#### ENTRIES SUPPLIED:
------------------------------------------------

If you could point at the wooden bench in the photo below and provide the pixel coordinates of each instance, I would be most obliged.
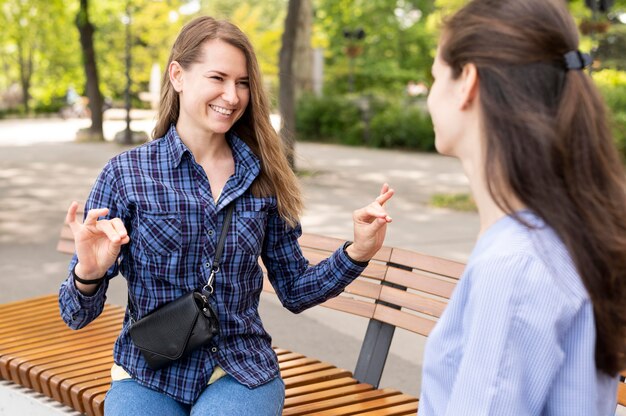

------------------------------------------------

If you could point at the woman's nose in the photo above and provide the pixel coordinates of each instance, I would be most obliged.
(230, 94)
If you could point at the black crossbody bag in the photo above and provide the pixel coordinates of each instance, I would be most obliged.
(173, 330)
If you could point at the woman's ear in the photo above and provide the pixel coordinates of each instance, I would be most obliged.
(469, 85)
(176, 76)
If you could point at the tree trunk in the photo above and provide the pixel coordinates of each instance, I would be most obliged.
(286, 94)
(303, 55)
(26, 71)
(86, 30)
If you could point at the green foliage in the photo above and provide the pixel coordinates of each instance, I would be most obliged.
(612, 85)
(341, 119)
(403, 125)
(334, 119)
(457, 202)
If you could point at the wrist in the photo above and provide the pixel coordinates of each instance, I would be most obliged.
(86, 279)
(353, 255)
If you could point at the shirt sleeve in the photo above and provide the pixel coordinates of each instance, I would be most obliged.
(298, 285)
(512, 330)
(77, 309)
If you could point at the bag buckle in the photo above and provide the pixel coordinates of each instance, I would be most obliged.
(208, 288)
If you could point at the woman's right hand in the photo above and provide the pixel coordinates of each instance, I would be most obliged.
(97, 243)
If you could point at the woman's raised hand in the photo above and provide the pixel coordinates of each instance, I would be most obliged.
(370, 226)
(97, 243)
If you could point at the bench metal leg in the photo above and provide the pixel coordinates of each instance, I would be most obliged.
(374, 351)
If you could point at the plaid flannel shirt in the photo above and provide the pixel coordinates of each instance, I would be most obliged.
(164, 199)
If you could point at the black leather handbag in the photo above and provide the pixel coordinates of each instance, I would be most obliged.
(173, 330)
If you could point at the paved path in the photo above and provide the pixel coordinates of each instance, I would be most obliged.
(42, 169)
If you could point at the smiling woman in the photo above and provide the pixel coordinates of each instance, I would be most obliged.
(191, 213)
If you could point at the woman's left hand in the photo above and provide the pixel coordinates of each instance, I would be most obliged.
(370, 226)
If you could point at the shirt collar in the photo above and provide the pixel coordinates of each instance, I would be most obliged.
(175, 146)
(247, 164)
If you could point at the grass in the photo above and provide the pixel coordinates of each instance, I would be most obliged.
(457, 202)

------------------------------------------------

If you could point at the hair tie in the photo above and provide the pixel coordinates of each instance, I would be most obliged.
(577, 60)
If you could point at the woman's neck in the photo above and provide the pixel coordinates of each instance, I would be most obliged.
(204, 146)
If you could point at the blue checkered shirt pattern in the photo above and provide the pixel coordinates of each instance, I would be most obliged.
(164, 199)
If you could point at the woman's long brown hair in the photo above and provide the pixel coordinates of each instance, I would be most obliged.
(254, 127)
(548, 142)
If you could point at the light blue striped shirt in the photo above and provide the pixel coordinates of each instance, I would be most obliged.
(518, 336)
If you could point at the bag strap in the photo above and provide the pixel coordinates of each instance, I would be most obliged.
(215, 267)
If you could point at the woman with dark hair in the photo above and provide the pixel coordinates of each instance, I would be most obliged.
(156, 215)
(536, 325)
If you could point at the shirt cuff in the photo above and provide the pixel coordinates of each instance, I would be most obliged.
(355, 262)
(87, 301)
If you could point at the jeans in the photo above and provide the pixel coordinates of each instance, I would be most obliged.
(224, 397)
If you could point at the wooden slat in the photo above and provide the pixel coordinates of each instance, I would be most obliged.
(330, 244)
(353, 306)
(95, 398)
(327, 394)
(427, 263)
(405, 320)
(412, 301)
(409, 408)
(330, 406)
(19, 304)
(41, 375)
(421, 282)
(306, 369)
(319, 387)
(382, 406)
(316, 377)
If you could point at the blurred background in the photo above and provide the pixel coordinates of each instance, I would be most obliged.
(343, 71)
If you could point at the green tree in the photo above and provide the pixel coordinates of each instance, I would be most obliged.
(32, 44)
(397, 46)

------------------------------------------------

#### WORK TO COMPLETE:
Pull out each line of the material above that contains the word "shirt", and copy those lines unchanged. Matching is case-sensitive.

#### CORRECT OUTPUT:
If you could point at the shirt sleeve in the photo above and provide the pixel coordinates of each instance, I would be most obliged.
If you could point at the plaid flannel shirt in the photo above and provide the pixel coordinates of each instance, I would be most obliged.
If you could point at the shirt collar in the photo above and provide the pixel coordinates of each instance, I would be most obliged.
If you could point at the blue checkered shirt pattern in the photo above and provide the pixel coordinates of each instance, I would be most obliged.
If you could point at the light blue striped shirt in the photo above and provide the pixel coordinates of each instance, I would be most obliged.
If you could point at the shirt cuff in the photo above and provide the pixel coordinates of each instance, I would be most obliged.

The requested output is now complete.